_WHAT THE EXERCISE ASKS:_ Give again the entries below exactly, beginning at the first line and ending at the line with "# each point looks like point(31, 13)".

[Referring expression pointing data]
● ● ● ●
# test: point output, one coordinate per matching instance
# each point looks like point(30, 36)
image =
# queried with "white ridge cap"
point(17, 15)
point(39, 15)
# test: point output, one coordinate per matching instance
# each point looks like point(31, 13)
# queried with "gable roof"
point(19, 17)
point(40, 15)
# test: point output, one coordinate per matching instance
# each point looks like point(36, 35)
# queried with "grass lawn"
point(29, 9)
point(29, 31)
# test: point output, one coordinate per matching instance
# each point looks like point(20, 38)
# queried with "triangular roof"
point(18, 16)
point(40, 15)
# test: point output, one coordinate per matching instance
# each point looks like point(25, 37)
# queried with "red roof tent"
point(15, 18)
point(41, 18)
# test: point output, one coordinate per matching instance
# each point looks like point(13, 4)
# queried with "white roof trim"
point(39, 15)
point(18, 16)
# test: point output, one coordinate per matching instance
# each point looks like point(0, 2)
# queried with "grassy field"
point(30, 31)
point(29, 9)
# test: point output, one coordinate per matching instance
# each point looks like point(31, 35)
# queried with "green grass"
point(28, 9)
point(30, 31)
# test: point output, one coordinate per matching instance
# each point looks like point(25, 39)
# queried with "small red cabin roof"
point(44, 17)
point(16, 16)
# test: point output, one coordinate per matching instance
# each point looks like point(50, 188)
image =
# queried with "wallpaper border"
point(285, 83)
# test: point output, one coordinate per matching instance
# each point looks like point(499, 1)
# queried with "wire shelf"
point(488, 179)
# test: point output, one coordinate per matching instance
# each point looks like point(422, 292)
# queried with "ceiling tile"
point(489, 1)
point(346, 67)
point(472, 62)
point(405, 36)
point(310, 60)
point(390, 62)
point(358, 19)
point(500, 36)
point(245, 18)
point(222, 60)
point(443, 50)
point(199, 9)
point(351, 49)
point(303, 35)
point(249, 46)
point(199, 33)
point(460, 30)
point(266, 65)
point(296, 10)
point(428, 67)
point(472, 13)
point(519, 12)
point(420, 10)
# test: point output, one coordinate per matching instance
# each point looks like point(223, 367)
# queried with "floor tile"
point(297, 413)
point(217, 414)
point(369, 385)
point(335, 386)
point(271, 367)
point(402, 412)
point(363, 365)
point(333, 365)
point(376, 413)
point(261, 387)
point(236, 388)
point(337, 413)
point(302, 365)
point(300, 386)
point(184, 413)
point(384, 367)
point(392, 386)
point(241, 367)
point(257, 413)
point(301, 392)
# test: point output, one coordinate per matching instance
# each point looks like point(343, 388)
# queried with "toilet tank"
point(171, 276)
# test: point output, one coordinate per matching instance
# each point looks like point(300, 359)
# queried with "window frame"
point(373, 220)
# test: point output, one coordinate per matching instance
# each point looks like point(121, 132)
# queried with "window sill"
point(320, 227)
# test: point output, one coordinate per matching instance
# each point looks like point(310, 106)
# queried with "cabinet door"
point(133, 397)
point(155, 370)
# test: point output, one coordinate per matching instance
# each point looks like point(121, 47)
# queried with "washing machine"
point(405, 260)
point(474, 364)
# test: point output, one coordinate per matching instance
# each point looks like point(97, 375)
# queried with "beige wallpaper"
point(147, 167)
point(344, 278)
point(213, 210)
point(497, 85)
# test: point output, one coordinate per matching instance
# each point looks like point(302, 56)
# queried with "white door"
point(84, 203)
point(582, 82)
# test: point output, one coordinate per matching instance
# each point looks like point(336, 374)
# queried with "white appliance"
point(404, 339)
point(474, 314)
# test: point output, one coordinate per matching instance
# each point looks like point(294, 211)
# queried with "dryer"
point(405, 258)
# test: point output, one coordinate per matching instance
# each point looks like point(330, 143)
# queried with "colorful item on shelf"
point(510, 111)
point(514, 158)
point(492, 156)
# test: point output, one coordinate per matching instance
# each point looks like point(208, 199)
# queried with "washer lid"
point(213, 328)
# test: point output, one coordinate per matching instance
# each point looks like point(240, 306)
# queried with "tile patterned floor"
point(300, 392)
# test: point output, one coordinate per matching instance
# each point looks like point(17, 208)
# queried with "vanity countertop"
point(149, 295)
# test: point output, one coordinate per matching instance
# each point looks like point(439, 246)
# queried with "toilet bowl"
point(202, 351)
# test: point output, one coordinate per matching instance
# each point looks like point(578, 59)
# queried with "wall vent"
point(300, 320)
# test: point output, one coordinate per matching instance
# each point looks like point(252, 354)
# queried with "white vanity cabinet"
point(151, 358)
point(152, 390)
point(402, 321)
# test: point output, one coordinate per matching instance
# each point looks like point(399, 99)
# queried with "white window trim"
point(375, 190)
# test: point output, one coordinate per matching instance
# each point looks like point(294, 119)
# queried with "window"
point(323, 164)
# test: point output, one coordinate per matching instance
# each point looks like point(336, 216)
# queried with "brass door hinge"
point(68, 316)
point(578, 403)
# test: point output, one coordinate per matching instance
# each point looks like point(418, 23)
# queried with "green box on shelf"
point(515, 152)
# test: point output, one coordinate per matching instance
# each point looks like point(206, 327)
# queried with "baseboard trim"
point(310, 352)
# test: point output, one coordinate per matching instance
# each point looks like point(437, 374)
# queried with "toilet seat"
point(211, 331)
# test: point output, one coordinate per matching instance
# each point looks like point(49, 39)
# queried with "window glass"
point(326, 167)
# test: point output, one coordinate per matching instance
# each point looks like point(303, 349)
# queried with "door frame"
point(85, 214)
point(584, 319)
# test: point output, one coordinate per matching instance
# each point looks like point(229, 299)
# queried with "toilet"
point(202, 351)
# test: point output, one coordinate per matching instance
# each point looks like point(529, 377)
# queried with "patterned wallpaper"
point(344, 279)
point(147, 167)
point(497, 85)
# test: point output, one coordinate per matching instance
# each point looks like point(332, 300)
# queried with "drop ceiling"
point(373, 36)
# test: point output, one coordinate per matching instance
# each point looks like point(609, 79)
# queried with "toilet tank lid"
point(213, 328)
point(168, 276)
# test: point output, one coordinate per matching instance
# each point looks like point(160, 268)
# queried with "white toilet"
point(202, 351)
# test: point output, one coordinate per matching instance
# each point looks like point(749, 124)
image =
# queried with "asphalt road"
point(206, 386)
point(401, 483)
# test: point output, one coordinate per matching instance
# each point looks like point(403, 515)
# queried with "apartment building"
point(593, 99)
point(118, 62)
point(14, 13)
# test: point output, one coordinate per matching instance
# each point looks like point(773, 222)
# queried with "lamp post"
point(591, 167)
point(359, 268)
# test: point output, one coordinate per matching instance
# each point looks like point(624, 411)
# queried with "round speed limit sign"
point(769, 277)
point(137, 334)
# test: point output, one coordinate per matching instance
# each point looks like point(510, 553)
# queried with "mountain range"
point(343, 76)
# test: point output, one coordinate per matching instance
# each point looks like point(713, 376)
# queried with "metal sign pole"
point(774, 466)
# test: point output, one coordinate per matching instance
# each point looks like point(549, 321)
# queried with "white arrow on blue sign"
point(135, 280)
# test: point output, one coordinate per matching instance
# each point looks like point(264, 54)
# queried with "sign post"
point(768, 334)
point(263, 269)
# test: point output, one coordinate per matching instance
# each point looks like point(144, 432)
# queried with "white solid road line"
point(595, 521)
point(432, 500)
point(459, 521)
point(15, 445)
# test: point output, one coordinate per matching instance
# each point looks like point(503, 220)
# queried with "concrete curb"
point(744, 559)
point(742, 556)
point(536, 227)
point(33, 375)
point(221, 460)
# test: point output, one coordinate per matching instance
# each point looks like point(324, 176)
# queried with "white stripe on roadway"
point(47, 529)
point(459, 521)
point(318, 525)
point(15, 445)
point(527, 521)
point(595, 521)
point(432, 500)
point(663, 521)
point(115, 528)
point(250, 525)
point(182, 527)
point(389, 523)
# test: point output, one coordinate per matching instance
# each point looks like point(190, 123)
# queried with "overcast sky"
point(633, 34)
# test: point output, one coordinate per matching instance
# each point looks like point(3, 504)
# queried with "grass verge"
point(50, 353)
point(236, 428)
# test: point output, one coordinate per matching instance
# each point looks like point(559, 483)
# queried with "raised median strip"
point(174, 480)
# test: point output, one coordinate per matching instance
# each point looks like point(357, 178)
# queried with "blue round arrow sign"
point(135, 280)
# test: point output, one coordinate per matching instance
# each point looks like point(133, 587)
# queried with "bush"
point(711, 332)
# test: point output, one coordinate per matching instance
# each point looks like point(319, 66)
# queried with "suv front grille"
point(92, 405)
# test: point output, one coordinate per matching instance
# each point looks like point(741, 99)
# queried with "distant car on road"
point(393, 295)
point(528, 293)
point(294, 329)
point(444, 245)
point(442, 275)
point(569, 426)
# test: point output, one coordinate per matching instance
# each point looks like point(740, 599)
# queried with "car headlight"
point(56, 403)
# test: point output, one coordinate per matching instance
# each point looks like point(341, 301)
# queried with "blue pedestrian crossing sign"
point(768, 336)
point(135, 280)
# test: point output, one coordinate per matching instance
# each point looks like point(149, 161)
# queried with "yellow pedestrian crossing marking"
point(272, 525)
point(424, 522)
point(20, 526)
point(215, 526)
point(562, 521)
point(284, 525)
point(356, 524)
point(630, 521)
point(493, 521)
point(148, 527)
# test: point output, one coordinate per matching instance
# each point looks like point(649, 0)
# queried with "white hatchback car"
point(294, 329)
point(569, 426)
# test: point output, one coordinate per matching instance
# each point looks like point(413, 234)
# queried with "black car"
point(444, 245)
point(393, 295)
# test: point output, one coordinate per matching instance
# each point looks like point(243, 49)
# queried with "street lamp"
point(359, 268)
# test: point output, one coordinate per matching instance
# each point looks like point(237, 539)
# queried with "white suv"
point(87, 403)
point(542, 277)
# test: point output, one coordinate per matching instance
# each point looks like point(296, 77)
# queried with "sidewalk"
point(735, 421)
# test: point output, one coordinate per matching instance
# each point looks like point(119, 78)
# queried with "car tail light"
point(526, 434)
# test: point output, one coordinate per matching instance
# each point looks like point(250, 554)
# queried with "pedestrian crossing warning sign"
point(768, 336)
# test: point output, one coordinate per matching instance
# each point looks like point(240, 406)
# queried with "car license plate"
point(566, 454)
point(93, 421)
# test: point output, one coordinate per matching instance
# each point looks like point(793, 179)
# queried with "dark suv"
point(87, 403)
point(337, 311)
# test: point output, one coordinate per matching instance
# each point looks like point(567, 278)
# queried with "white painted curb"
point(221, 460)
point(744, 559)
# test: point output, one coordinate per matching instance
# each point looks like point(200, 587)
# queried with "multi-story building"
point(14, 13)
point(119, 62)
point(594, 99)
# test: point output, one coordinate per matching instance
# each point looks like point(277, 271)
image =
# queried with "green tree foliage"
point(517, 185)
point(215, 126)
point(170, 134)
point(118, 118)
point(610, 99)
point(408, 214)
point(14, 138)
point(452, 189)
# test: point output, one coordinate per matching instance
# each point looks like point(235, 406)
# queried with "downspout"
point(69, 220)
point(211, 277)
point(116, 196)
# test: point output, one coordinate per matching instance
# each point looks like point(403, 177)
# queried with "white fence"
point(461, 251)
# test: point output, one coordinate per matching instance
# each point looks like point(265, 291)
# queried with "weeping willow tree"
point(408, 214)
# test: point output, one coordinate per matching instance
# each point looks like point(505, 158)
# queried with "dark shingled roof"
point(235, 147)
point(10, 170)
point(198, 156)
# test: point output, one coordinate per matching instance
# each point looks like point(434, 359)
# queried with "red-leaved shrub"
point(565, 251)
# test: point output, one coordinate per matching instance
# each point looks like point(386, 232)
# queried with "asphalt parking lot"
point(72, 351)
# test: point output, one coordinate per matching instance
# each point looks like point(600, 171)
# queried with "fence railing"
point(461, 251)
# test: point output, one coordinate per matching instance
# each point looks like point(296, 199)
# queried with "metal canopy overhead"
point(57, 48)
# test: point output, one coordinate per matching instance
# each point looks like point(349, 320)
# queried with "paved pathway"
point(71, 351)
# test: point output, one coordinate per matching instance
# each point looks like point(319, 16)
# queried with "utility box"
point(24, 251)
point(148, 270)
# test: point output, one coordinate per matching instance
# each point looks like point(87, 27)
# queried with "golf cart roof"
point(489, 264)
● ● ● ●
_RESULT OF THE TASK:_
# test: point output, one coordinate per matching instance
# each point looks like point(30, 36)
image =
# queried with "white ridge cap"
point(17, 15)
point(39, 15)
# test: point output, one coordinate per matching instance
# each point looks like point(31, 13)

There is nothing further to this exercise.